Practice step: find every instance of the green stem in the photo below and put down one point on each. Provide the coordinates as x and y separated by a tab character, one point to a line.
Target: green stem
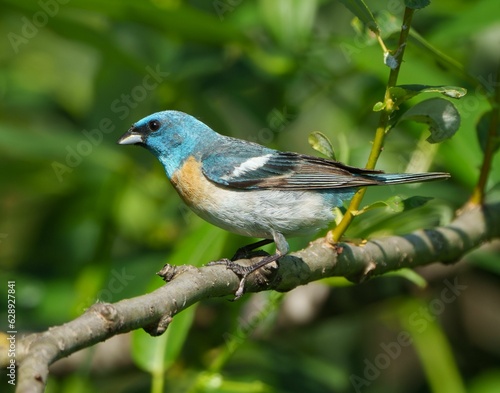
477	197
382	128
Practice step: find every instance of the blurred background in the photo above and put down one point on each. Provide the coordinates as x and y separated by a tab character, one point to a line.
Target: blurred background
86	220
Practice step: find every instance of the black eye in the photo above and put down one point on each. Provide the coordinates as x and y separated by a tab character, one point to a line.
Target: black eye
154	125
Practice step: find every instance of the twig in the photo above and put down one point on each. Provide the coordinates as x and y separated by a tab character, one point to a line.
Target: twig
188	285
383	125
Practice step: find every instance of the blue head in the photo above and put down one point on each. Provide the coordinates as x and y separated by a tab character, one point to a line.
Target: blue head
172	137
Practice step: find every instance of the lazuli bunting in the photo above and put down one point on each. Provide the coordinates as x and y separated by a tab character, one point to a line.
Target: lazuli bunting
250	189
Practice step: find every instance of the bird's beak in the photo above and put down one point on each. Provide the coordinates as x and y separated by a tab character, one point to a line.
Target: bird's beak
131	137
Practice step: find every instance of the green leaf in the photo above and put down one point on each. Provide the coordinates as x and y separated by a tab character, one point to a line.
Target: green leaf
322	144
431	344
396	204
290	21
157	354
417	4
441	116
403	93
445	61
361	11
378	106
415	201
411	275
483	130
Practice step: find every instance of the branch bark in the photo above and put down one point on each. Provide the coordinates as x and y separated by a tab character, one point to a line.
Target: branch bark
188	285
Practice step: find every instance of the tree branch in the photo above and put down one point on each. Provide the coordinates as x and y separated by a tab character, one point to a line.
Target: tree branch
188	285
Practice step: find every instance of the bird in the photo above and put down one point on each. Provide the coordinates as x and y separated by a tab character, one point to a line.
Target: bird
249	189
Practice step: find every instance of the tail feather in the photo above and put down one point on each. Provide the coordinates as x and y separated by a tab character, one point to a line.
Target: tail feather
400	178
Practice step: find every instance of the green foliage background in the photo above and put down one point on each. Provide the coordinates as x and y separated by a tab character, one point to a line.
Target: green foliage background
83	219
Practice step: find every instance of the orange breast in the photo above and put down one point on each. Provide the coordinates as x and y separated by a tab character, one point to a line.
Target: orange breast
192	185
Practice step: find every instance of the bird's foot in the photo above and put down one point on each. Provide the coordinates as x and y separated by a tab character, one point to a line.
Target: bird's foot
243	271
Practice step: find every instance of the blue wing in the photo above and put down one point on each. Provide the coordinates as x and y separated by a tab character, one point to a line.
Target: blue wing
244	165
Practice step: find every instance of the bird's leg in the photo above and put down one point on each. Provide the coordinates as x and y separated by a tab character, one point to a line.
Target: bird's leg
245	251
245	271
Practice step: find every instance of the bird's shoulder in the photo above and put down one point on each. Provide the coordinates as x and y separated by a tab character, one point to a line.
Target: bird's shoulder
245	165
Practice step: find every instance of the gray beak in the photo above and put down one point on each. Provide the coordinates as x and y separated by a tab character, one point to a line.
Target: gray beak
130	138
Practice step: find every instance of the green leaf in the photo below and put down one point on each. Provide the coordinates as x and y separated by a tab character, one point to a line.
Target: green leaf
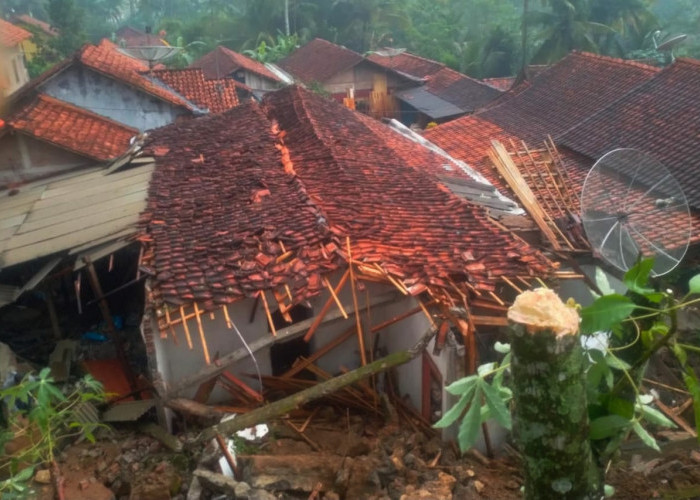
453	413
498	408
607	426
656	417
463	385
637	278
616	363
601	279
694	284
605	312
469	429
501	348
647	438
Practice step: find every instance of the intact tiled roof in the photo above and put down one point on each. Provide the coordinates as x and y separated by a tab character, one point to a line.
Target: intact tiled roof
72	128
410	64
223	61
568	92
224	200
659	118
464	92
214	95
33	21
107	59
319	60
11	35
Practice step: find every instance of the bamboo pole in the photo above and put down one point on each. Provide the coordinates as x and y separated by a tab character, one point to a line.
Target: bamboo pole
358	320
285	405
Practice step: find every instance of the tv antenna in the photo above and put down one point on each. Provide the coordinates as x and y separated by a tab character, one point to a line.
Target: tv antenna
631	208
151	53
669	44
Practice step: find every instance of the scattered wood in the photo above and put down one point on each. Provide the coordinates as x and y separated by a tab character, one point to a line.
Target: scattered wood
229	458
159	433
289	403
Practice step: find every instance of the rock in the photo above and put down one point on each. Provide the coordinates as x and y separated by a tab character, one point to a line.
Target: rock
43	476
216	482
195	490
290	472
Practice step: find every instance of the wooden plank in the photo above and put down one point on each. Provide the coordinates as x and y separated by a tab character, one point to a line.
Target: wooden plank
71	226
353	289
64	242
95	186
86	215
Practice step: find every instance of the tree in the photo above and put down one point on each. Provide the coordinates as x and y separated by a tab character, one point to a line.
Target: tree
68	18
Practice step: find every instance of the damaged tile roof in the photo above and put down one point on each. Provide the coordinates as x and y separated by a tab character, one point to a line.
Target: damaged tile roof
72	128
405	62
214	95
566	93
659	118
301	173
319	60
223	61
11	35
106	58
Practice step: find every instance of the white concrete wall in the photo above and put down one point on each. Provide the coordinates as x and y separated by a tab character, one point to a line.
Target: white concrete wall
108	97
14	72
23	158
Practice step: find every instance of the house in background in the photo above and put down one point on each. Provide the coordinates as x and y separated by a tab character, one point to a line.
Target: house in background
445	94
41	31
87	110
223	62
345	74
13	72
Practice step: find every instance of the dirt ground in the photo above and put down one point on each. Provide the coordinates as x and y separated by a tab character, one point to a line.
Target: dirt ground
346	457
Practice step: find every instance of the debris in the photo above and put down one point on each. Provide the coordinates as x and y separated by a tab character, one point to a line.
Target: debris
324	388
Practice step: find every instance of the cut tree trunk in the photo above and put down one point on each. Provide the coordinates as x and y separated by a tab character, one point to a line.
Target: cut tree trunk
294	401
550	421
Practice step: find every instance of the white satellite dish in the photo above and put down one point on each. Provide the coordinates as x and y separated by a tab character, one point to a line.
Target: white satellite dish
631	208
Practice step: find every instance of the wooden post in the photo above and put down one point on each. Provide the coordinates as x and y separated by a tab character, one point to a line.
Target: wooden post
111	329
550	423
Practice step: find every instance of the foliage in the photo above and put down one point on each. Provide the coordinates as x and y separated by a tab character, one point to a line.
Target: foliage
40	411
640	322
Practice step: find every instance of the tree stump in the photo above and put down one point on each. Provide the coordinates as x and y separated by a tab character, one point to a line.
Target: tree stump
550	423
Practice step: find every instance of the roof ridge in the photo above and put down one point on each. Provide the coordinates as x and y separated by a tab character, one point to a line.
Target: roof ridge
83	111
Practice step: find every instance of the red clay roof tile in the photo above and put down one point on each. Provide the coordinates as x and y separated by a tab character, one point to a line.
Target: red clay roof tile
566	93
319	60
214	95
11	35
223	61
73	128
659	117
107	59
237	190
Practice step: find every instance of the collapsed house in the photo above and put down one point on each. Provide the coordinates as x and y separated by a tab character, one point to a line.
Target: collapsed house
291	232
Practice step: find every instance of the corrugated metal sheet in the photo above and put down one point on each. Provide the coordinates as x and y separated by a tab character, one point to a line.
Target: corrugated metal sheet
73	210
428	104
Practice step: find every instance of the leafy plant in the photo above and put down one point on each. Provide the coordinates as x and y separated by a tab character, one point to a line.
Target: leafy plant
44	417
639	323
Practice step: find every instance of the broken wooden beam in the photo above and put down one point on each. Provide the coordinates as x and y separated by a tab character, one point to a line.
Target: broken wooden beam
294	401
288	333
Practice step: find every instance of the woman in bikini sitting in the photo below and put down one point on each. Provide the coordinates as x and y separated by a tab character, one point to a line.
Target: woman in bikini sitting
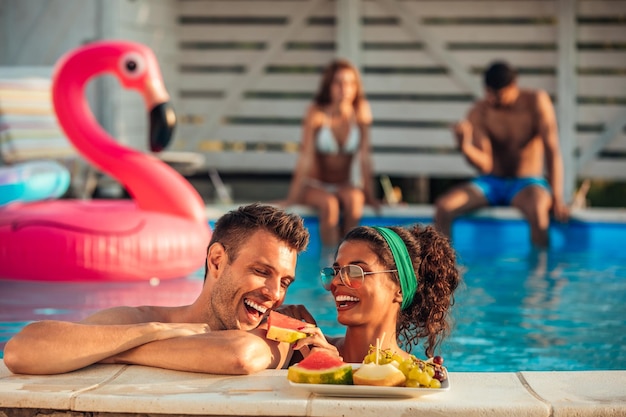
336	127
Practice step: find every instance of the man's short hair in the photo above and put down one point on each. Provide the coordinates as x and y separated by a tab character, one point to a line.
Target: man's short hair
499	75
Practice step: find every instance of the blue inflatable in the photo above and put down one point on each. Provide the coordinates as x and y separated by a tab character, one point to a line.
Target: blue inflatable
33	181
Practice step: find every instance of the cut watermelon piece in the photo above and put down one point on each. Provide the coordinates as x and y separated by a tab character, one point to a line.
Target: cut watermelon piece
321	367
284	328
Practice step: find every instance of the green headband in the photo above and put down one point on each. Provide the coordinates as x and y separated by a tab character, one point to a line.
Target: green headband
408	280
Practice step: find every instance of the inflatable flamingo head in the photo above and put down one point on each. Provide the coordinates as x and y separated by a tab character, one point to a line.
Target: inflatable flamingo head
134	65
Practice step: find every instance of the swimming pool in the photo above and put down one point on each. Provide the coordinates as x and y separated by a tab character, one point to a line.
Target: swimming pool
518	309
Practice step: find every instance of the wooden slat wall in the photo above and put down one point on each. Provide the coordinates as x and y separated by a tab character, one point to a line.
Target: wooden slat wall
413	96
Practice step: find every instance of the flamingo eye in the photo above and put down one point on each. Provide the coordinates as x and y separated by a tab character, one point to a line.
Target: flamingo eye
132	65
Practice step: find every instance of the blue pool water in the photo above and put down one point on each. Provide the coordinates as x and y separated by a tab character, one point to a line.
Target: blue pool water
517	309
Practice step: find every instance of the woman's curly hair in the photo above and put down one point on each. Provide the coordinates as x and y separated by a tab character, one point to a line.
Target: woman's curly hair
434	263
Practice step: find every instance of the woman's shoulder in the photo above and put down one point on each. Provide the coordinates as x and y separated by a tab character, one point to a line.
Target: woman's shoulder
363	112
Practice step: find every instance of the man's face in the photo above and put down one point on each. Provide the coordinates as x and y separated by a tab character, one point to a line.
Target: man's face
504	97
256	281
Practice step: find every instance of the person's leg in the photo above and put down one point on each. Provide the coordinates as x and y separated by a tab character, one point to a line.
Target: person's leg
352	200
459	200
327	207
534	202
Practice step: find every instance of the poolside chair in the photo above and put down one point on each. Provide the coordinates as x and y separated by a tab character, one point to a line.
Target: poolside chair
28	126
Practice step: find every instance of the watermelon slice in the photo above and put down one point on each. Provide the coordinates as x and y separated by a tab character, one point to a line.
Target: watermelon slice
321	367
284	328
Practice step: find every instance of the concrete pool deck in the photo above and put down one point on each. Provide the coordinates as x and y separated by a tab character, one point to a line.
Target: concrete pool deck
113	390
102	390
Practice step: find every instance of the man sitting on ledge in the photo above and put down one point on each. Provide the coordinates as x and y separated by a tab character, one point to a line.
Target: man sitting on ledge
509	137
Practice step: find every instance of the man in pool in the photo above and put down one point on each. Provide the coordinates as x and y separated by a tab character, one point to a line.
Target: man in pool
250	263
509	136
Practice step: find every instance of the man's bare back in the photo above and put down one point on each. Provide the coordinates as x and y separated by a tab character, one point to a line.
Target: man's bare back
517	148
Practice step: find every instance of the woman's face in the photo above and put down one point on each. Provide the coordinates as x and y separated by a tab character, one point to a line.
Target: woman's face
373	302
343	87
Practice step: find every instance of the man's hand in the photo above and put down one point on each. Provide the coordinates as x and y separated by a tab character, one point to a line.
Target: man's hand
297	311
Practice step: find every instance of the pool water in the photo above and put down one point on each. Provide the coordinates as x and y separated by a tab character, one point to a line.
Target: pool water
517	309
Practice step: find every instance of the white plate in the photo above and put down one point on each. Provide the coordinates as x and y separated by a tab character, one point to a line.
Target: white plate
370	391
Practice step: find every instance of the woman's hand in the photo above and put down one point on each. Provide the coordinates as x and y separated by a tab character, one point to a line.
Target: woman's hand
315	340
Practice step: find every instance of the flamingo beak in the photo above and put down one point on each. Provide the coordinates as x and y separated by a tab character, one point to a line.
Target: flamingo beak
162	124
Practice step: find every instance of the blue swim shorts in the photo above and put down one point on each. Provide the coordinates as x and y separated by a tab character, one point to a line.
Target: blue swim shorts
499	191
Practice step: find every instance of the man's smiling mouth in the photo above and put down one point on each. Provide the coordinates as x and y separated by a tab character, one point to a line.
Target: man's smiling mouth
254	308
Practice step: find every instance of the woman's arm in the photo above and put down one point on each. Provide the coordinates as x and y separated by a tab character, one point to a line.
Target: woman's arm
364	119
306	158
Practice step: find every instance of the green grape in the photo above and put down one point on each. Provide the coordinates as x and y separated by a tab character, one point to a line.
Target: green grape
406	366
424	379
411	383
415	373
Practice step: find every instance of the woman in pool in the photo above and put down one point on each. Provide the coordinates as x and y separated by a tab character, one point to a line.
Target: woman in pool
335	129
393	281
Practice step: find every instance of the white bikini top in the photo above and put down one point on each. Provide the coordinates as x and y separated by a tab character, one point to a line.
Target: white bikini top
328	144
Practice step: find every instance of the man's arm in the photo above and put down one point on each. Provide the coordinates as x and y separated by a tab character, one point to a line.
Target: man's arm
229	352
554	162
50	347
473	140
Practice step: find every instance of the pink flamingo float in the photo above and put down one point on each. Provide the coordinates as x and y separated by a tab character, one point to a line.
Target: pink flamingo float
161	233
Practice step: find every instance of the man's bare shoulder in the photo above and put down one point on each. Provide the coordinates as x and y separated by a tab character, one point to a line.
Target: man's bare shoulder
477	111
130	315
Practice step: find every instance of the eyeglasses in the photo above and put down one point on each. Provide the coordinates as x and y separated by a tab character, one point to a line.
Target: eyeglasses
351	276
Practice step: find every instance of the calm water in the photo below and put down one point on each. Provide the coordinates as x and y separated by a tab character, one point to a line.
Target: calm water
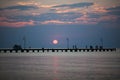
57	67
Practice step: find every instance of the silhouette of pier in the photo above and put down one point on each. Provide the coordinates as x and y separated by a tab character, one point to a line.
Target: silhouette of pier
55	50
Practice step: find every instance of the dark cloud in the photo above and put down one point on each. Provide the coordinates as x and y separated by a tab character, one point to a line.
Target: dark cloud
19	7
114	10
85	4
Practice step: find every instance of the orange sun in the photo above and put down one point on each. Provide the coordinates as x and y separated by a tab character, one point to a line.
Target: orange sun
55	41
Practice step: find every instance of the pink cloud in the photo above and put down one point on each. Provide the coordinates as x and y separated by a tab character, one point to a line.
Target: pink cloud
55	22
16	24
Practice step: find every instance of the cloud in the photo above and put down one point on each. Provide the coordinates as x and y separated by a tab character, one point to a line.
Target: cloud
114	10
5	22
19	7
33	14
55	22
85	4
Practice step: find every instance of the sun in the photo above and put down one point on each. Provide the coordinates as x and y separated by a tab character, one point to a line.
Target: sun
55	41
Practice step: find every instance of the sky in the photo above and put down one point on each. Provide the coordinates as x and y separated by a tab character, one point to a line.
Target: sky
36	23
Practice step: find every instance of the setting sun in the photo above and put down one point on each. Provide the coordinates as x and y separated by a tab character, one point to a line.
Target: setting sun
55	41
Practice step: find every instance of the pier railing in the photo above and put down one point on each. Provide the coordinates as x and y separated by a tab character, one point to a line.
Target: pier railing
55	50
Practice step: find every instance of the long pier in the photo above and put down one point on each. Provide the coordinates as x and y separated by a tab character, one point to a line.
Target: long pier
55	50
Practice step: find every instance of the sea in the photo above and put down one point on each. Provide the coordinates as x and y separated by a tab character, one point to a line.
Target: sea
60	66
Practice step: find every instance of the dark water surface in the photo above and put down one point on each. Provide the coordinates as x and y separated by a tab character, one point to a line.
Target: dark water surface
56	67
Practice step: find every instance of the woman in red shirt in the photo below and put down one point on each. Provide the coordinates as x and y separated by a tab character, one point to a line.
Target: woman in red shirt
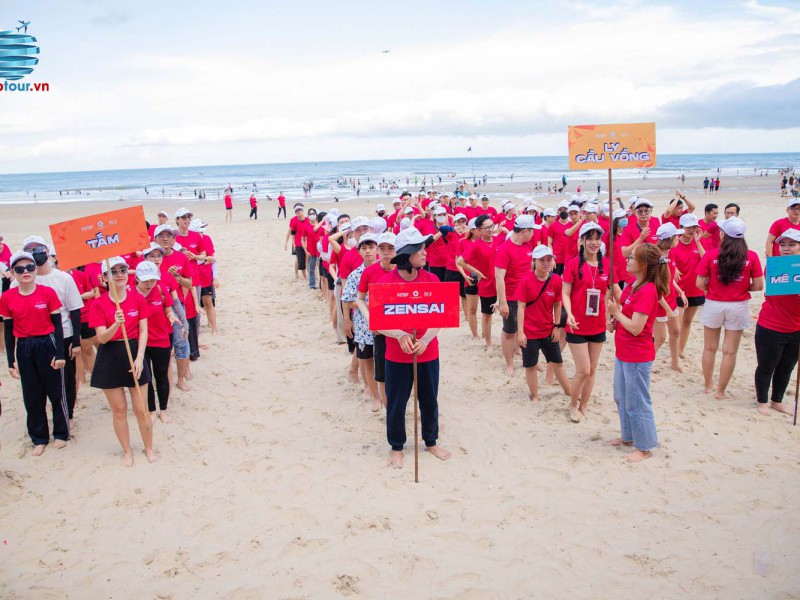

────────

■ Requirements
Identify each line in the entries above that contains the word "dish", matching uppercase and lowercase exactly, and copy every such line in full.

■ Response
Practice step: find every instance of the white satellite dish in the photo above and put down one point on each. Provide the coordinates as x and y separated by a tab character, one point to a line.
Target: white satellite dish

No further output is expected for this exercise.